**ABOUT THIS TASK**
The lines to copy are those holding the string "body" in the entries below.

**DATA SHOWN**
·····
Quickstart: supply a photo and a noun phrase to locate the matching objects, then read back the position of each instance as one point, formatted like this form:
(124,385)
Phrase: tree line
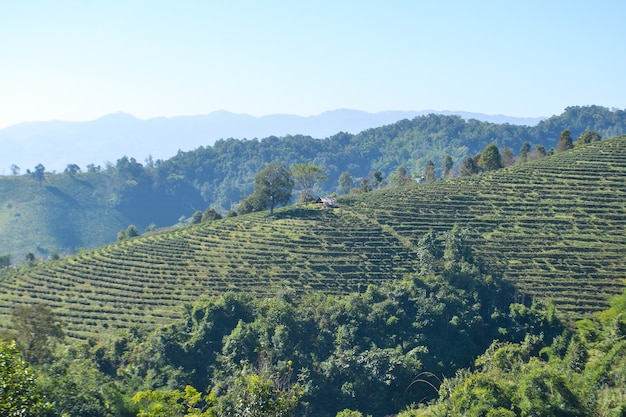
(433,146)
(374,352)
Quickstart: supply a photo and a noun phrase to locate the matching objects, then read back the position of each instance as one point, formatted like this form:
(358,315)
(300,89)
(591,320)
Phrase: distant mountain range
(56,144)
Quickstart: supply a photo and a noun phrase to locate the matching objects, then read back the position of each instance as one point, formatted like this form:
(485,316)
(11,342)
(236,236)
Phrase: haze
(79,60)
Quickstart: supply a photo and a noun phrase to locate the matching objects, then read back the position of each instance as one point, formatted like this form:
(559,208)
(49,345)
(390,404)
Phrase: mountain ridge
(553,227)
(55,144)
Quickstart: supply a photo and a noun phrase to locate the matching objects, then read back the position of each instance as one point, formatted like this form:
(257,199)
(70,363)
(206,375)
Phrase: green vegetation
(44,213)
(581,373)
(553,228)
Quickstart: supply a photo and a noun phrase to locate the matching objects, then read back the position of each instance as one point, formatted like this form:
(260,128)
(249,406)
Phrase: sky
(77,60)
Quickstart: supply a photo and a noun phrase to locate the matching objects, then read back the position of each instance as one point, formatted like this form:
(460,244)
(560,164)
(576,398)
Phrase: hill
(553,227)
(56,144)
(160,192)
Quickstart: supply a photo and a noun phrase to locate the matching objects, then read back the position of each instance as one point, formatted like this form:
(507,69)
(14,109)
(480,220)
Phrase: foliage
(306,177)
(18,394)
(345,182)
(209,215)
(490,159)
(569,377)
(447,167)
(361,351)
(273,186)
(587,137)
(429,172)
(88,209)
(36,331)
(565,142)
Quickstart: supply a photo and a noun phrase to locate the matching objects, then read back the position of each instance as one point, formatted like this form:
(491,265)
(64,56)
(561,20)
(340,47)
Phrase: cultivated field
(554,227)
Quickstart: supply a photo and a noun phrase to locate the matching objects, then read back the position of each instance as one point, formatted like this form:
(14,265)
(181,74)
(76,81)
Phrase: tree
(429,171)
(364,186)
(18,394)
(565,141)
(132,231)
(305,177)
(377,180)
(196,218)
(38,173)
(400,177)
(72,169)
(30,257)
(587,137)
(345,182)
(446,167)
(469,166)
(273,186)
(209,215)
(36,331)
(490,158)
(523,152)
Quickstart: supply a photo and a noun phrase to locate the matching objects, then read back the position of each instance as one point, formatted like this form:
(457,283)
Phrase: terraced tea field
(146,280)
(554,227)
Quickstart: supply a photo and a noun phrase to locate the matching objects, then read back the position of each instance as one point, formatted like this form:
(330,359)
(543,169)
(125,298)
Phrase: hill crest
(552,227)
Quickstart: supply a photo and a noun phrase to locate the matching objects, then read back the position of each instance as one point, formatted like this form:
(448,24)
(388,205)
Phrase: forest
(404,345)
(499,293)
(85,207)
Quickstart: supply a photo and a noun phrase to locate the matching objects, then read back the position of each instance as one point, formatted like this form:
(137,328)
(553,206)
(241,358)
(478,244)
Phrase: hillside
(554,227)
(160,192)
(60,215)
(58,143)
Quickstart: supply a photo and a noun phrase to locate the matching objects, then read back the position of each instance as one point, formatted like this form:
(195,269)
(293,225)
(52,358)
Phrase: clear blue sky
(81,59)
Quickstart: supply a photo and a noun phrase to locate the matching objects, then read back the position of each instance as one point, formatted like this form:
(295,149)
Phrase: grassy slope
(555,227)
(59,215)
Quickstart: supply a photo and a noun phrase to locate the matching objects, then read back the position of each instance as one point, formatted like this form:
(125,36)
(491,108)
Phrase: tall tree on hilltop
(588,137)
(446,167)
(490,158)
(36,331)
(273,186)
(429,172)
(469,166)
(401,177)
(305,177)
(345,182)
(38,174)
(565,141)
(523,152)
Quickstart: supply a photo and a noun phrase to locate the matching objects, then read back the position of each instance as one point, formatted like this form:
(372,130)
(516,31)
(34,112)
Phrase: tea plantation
(554,227)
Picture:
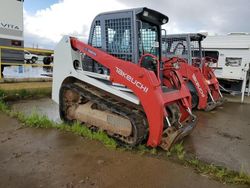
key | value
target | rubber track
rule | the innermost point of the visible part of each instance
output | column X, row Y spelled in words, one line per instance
column 137, row 118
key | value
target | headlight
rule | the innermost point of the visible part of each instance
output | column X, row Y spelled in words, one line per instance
column 176, row 65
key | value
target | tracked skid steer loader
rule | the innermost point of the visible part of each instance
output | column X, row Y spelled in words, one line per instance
column 115, row 83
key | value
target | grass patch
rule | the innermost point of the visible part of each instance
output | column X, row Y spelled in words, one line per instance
column 177, row 153
column 218, row 173
column 37, row 121
column 24, row 94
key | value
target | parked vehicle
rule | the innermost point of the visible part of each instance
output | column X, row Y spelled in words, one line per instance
column 113, row 83
column 232, row 52
column 30, row 58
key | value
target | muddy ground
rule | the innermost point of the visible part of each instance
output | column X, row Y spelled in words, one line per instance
column 222, row 136
column 32, row 157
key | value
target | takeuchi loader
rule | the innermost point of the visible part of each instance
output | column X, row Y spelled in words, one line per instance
column 184, row 51
column 115, row 83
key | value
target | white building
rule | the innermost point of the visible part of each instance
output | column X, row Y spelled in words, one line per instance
column 11, row 26
column 233, row 54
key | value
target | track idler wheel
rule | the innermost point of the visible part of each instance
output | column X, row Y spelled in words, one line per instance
column 69, row 99
column 169, row 138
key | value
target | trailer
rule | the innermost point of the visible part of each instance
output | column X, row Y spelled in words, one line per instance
column 11, row 31
column 233, row 54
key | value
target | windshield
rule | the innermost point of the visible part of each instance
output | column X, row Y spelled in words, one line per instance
column 148, row 39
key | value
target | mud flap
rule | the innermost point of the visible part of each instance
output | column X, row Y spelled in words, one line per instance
column 213, row 105
column 170, row 136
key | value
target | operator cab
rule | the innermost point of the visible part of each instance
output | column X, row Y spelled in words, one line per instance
column 186, row 46
column 128, row 35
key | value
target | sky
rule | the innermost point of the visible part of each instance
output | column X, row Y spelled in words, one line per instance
column 46, row 21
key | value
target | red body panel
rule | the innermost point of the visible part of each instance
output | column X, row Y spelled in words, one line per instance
column 203, row 79
column 145, row 85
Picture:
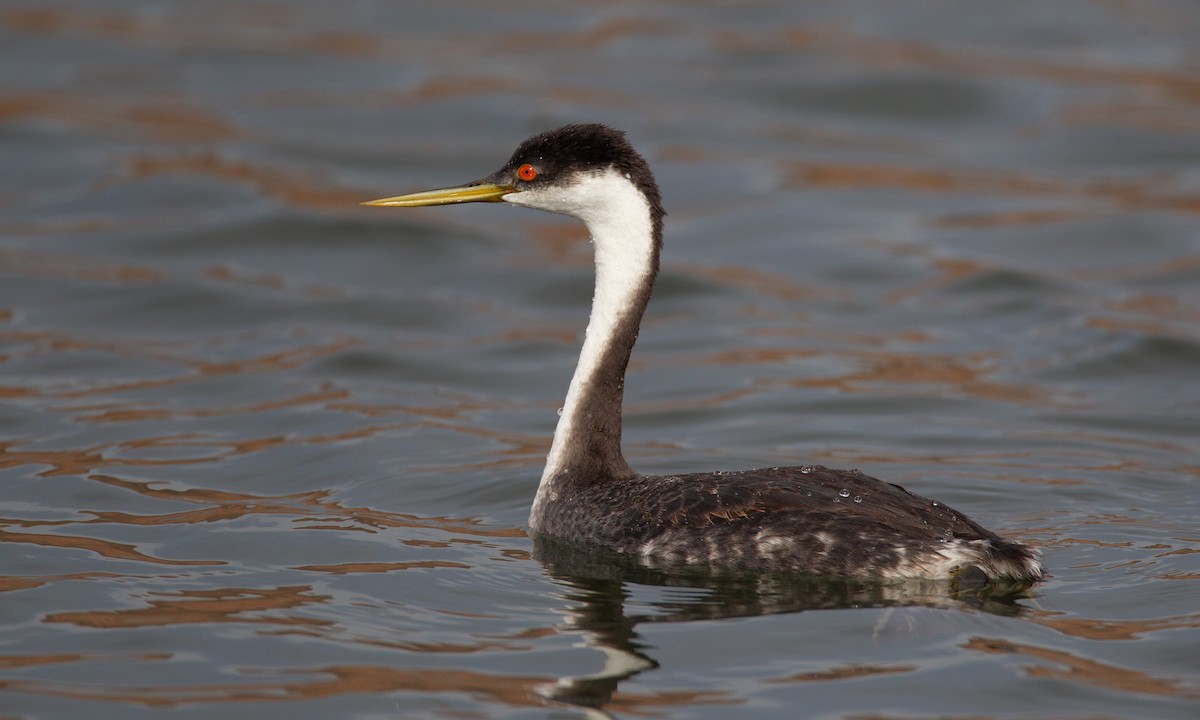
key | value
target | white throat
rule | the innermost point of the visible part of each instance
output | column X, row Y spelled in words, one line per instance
column 619, row 221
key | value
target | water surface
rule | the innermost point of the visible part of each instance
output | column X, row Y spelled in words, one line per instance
column 265, row 451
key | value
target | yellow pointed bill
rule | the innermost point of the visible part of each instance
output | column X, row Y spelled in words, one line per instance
column 484, row 192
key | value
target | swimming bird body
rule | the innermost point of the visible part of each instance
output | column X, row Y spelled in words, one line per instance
column 805, row 519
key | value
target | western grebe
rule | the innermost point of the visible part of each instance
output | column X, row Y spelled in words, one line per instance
column 808, row 519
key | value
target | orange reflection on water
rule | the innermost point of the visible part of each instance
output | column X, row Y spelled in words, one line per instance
column 221, row 605
column 1081, row 670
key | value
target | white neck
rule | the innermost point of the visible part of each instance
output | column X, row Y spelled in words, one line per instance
column 619, row 221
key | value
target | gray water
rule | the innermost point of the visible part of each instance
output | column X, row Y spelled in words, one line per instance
column 267, row 453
·····
**FINAL ANSWER**
target | red body panel
target | swimming bird body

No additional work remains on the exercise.